PROBLEM STATEMENT: Rewrite the listing below with every "put one dot" changed to "place a single marker" and nothing else altered. Leave the pictures out.

+===+

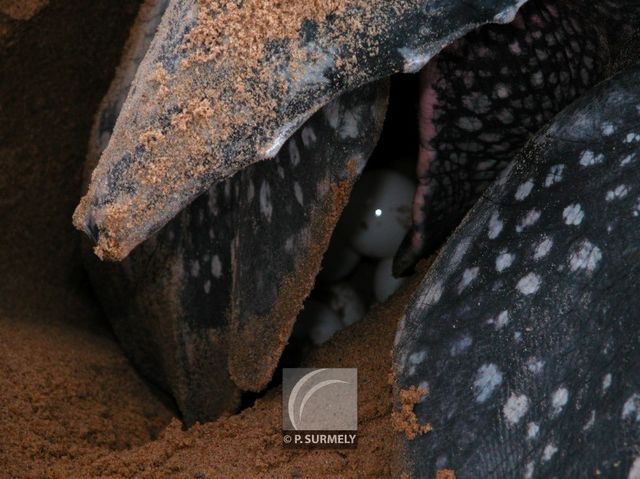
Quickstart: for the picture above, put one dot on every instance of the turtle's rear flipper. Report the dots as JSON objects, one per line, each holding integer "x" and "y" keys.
{"x": 524, "y": 334}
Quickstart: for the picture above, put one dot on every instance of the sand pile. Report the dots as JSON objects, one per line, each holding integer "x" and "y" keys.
{"x": 72, "y": 405}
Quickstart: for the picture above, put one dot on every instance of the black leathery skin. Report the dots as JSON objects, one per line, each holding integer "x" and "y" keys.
{"x": 496, "y": 87}
{"x": 525, "y": 332}
{"x": 411, "y": 32}
{"x": 180, "y": 303}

+===+

SOLUTION TO THIS TASK:
Quickstart: for the picture above, place a single marker on every instance of the turtle's rear flipper. Report the dots as JSON objects, one per line, each holding integer "x" and "y" keys.
{"x": 524, "y": 334}
Quickstart: for the picture above, place a single marker on every instance of the sand pile. Report the dots as JSON objects, one per line, each holding integer "x" and "y" keys.
{"x": 72, "y": 405}
Quickstart: for the picture above, place a single marker on every instance of the black leathery skin. Report the dots as JSON objects, one per line, each holding integer "x" and "y" keys.
{"x": 496, "y": 87}
{"x": 525, "y": 332}
{"x": 411, "y": 32}
{"x": 180, "y": 303}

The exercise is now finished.